Set exercise — Please change "place a single point" to "put one dot" throughout the items below, and write the items out again with nothing else altered.
───── Extracted entries
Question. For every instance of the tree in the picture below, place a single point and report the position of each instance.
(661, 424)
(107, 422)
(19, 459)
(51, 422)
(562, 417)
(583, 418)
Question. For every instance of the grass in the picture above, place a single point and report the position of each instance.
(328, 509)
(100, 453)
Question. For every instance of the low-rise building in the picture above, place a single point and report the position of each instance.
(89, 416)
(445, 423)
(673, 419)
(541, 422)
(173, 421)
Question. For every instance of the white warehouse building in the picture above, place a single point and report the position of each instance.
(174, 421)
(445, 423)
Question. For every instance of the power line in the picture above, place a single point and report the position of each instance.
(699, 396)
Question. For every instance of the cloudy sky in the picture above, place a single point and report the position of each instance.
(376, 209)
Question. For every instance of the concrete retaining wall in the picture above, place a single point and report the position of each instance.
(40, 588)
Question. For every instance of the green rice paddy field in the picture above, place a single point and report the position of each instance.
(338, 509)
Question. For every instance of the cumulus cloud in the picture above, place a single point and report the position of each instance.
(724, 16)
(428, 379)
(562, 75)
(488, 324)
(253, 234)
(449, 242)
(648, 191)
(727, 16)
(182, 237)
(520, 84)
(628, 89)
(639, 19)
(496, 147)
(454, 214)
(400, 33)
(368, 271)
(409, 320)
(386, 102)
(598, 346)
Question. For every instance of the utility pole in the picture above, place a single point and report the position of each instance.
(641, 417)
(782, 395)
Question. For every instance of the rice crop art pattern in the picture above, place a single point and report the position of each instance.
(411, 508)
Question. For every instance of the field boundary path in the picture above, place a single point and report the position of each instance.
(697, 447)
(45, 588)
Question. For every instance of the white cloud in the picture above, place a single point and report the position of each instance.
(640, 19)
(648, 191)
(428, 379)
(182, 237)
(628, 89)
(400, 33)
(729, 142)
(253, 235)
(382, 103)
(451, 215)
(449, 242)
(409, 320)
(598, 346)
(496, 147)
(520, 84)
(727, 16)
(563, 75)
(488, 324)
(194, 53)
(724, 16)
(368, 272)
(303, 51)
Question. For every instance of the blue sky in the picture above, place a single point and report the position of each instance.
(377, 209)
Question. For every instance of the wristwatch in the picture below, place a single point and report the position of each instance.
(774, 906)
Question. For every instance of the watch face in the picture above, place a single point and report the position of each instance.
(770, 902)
──────────
Completed task —
Question. For every instance of the tree in the picture below, put one dot and report the position of each instance.
(661, 424)
(107, 422)
(19, 459)
(51, 422)
(562, 417)
(583, 418)
Question. For every instance of the grass in the picture above, put one dot and report the position of each instance.
(328, 509)
(100, 453)
Question. For every instance of the low-rise building in the picture above, put one dot and report the position of each instance.
(89, 416)
(445, 423)
(673, 419)
(541, 422)
(173, 421)
Question. For every instance of the white warehouse building in the picture above, put one dot and report the position of each instance.
(174, 421)
(445, 423)
Question. For every instance of the power line in the picture above, put one dot and report the position of each instance.
(699, 396)
Question. For every instance of the cloudy sky in the picture above, put one dot and report the position of each instance.
(376, 209)
Question. For every instance of the concrete retaining wall in the picture above, put one dot and report the position of each instance.
(40, 588)
Question. For every instance of the green rice paddy field in the picture above, put one dot and report the position of each instance.
(338, 509)
Question. For every instance of the cumulus cloud in the picture above, put one dot and report the position of each instance.
(724, 16)
(428, 379)
(562, 75)
(488, 324)
(253, 234)
(449, 242)
(648, 191)
(727, 16)
(182, 237)
(520, 84)
(628, 89)
(639, 19)
(496, 147)
(454, 214)
(400, 33)
(368, 271)
(409, 320)
(386, 102)
(598, 346)
Question. For every instance of the utility pole in the picture above, put one dot and report the position of each instance.
(641, 417)
(782, 395)
Question. For every instance of the rice crop art pattern in the picture above, put one dot and report the position of each instance.
(411, 508)
Question. For every instance of the field boundary path in the picture above, put one dot and report the position of each instance.
(697, 447)
(45, 588)
Question. For every instance of the white cloud in the picture above, put one dot and report the position of each instance.
(640, 19)
(648, 191)
(428, 379)
(182, 237)
(628, 89)
(400, 33)
(729, 142)
(253, 235)
(382, 103)
(451, 215)
(449, 242)
(409, 320)
(598, 346)
(496, 147)
(520, 84)
(727, 16)
(563, 75)
(488, 324)
(194, 53)
(724, 16)
(368, 272)
(303, 51)
Question. For every instance of the blue sky in the picture above, put one dot and report the position of each instance.
(377, 209)
Question. For every instance of the wristwatch in the picture below, put one dot and report the position of each instance.
(774, 906)
Question. For every instance of the watch face in the picture above, put one dot and report the position of each instance.
(770, 902)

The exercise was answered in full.